EXERCISE -> Rewrite the campaign news transcript starting at "WILLIAM SCHNEIDER, CNN" and ending at "our solar system.", replacing "hole" with "tight spot".

PASSAGE TO READ ->
WOODRUFF: Some wonder if the criticism of the Bush ads is driven at least in part by the Democrats. They note that the International Association of Firefighters is backing John Kerry's White House bid. But according to published reports, 9/11 family members publicly questioning the president's motives include Republicans and Independents, as well as Democrats.

David Gergen, a former adviser to both Democratic and Republican presidents, says he thinks it is fair for the Bush campaign to highlight the president's leadership after 9/11. But, he warns Republicans need to tread carefully.

DAVID GERGEN, U.S. NEWS AND WORLD REPORT: You've got a convention coming up in New York. Very close to ground zero. Well, a lot of firemen, a lot of policemen around. They've got to salute, but they have to be careful not to exploit. And it's a fine line.


WOODRUFF: So look for continued controversy about the president's use of 9/11 in those campaign ads as we get closer to the Republican Convention in New York City, which is just days before the third anniversary of the terror attacks. But we also want to note that many 9/11 families apparently support the President, and apparently are comfortable with his New ad campaign. The New York Post quotes one woman who lost her brother in the attacks as saying that the ad is "tastefully done," and "speaks to the truth of the times."

Well before those ads debuted, the Bush camp was taking flak from several corners. And as our senior political analyst Bill Schneider explains, that flak and some self-imposed wounds have taken a toll on the incumbent.


WILLIAM SCHNEIDER, CNN SR. POLITICAL ANALYST (voice-over): As the general election campaign starts, where do we find President Bush? In a bit of a hole. The president's job rating has slipped below 50 percent.

Is it because he's taken months of pounding from Democrats? Sure. But the President has also tried to regain the initiative. So far, without much success. President Bush proposed a big initiative on space exploration.

BUSH: Today, I announce a New plan to explore space and extend a human presence across our solar system.

SCHNEIDER: But it never took off. Then there was his immigration reform proposal.

BUSH: Out of common sense and fairness, our laws should allow willing workers to enter our country and fill jobs that Americans are not filling.

SCHNEIDER: Another non-starter. Republicans are complaining that it gives temporary amnesty to lawbreakers, while Democrats say it plays into the hands of big business. Then there was this initiative...

BUSH: The Defense of Marriage requires a constitutional amendment.

[Records]
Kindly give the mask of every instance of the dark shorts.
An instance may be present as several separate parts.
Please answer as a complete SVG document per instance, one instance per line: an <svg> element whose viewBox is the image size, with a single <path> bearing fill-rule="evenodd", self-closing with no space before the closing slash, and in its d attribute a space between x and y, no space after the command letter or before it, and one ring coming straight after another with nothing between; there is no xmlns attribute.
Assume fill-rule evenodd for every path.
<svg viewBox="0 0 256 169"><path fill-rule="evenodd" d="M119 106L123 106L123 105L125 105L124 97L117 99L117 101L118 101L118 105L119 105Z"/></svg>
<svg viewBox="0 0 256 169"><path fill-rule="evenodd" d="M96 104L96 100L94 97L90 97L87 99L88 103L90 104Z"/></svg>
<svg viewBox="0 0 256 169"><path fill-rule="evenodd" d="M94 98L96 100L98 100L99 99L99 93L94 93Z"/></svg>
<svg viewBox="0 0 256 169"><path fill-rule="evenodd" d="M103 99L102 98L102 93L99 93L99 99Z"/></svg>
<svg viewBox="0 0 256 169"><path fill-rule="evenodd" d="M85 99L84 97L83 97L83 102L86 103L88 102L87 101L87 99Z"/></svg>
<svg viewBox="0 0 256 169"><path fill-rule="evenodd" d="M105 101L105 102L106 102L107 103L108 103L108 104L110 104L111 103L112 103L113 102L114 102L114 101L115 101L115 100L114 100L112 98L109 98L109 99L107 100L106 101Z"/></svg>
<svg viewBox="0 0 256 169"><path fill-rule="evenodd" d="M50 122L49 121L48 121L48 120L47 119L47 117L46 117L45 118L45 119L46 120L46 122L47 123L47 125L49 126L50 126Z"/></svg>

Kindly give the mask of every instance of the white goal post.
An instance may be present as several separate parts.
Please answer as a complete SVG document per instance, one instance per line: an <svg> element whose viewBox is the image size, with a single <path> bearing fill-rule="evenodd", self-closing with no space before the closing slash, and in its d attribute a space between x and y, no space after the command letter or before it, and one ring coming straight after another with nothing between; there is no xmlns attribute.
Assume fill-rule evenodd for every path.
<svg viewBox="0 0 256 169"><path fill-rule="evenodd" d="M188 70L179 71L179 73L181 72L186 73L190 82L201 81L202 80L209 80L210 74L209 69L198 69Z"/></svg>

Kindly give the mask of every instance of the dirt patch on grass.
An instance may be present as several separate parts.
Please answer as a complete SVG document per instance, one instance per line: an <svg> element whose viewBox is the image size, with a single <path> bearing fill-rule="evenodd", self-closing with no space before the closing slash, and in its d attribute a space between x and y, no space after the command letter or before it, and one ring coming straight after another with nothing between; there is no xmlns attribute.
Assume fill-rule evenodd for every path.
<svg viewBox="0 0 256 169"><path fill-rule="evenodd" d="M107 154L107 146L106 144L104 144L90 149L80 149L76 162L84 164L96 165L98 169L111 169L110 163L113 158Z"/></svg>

TASK ANSWER ->
WILLIAM SCHNEIDER, CNN SR. POLITICAL ANALYST (voice-over): As the general election campaign starts, where do we find President Bush? In a bit of a tight spot. The president's job rating has slipped below 50 percent.

Is it because he's taken months of pounding from Democrats? Sure. But the President has also tried to regain the initiative. So far, without much success. President Bush proposed a big initiative on space exploration.

BUSH: Today, I announce a New plan to explore space and extend a human presence across our solar system.